### Stated exercise:
Reproduce every item below verbatim, line by line.

+===+

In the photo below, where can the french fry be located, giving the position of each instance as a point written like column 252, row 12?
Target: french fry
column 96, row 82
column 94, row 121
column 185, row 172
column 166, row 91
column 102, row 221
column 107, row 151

+===+

### Response:
In the photo below, where can the french fry be located, giving the position of each instance as a point written like column 252, row 12?
Target: french fry
column 96, row 82
column 94, row 121
column 185, row 172
column 166, row 91
column 102, row 221
column 107, row 151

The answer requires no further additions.